■ What needs to be done ■
Display every line in the data below that contains the string "textured", matching case exactly.

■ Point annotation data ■
-=-=-

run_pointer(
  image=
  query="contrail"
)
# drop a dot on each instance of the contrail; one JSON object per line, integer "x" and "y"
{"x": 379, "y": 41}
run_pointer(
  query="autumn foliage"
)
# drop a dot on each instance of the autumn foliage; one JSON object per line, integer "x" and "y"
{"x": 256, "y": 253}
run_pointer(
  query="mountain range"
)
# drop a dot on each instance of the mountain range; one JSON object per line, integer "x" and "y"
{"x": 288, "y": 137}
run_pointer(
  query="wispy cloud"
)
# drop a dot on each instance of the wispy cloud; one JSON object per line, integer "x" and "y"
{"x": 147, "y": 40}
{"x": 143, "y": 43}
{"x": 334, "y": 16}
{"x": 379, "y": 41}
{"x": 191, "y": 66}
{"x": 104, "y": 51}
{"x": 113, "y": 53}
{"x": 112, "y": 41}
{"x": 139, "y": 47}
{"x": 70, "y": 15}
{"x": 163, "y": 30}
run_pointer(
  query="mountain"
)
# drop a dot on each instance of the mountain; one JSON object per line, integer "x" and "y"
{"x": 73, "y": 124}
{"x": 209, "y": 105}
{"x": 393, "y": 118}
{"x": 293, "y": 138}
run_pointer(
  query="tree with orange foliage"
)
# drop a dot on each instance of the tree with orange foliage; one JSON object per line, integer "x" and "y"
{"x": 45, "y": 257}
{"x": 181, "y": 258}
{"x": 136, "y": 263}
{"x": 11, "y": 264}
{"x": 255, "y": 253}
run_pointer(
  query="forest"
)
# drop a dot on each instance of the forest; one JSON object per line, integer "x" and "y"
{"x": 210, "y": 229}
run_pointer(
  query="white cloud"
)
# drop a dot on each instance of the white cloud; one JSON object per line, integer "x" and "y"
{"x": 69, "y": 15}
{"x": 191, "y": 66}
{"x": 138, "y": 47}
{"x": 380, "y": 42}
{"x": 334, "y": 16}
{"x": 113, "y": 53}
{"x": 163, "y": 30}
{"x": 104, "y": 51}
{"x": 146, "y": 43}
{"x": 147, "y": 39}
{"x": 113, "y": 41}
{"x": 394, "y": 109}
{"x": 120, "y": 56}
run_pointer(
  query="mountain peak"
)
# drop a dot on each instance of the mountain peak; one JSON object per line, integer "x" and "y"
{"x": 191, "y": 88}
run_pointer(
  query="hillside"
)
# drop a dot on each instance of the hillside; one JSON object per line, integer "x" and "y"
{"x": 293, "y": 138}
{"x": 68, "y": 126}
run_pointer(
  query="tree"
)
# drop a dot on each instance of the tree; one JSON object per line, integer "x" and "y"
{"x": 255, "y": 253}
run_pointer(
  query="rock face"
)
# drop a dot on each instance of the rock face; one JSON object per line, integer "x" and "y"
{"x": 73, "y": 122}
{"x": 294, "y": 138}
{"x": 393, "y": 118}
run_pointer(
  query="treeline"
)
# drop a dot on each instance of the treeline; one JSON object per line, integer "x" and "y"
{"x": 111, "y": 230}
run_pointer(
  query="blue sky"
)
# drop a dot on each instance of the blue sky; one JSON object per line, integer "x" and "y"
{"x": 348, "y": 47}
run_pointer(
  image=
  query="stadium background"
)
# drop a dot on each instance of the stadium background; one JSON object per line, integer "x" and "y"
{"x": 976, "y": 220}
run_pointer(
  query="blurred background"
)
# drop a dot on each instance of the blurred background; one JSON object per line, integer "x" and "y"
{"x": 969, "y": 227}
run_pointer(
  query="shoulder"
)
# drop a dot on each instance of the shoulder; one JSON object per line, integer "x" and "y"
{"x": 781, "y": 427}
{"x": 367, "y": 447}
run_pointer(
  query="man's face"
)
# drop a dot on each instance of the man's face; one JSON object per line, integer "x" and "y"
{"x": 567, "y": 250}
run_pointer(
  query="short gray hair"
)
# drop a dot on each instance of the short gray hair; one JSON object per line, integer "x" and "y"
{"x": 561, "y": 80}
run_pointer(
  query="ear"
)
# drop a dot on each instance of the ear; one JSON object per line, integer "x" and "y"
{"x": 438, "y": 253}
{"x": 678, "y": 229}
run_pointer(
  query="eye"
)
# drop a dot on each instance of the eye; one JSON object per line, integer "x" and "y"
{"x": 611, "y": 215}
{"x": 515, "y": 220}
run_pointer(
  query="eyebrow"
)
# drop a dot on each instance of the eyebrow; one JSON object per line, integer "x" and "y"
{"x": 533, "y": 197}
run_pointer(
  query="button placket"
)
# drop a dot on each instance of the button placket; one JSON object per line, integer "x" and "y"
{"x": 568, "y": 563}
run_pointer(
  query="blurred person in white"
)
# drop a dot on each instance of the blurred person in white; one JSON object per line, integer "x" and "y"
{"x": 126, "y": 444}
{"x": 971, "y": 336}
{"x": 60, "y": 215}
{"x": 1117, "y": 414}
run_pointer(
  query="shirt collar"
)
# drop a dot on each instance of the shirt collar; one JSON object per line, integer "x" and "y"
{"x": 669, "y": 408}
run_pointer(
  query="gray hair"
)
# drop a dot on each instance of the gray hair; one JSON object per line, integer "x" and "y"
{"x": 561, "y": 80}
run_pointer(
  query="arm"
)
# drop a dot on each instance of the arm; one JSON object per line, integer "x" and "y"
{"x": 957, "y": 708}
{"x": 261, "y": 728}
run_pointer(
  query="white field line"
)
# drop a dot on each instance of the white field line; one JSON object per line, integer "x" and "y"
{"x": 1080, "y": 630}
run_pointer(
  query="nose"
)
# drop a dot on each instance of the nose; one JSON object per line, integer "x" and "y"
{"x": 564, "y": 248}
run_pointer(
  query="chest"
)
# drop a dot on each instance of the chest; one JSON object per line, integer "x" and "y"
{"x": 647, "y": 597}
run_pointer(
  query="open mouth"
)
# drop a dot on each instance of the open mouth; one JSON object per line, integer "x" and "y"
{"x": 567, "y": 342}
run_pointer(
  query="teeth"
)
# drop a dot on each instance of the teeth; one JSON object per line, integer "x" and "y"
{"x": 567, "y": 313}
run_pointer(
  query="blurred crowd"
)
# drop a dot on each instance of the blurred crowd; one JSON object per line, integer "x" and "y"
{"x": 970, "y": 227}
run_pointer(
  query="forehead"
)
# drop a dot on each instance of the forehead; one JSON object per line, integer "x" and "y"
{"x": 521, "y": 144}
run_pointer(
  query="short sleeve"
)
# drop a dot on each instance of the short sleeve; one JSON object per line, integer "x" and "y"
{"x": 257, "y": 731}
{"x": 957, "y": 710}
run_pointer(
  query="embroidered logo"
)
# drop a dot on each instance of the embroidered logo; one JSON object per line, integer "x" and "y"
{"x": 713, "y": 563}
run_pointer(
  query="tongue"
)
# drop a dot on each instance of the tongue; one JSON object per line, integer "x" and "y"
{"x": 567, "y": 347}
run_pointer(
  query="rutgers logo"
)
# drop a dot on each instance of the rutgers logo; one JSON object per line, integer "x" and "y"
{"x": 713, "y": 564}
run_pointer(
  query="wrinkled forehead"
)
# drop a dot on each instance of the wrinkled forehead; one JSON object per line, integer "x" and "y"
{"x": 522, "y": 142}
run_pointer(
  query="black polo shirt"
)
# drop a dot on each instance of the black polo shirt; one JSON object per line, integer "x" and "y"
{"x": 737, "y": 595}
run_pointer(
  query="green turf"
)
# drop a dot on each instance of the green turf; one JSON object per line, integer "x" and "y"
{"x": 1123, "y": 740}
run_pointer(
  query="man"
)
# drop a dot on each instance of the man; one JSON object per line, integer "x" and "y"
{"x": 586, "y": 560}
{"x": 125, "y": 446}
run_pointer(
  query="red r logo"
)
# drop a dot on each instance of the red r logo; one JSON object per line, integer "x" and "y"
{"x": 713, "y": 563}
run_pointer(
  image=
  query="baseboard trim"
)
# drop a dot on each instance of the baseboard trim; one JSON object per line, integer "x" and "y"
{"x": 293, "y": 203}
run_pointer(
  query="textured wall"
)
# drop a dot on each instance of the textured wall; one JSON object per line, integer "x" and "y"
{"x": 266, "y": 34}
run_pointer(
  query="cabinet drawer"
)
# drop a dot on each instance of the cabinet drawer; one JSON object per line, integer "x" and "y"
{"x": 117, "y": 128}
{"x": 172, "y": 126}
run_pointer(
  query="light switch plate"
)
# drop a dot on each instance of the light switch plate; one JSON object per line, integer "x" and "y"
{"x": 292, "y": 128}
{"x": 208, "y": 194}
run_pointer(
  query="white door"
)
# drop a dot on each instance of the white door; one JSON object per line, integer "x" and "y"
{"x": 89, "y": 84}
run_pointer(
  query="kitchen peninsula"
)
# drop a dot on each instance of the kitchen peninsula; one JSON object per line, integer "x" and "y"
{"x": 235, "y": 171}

-=-=-

■ Task output ■
  query="textured wall"
# drop a dot on each instance of the textured wall; one JSON object per line, integer "x" and "y"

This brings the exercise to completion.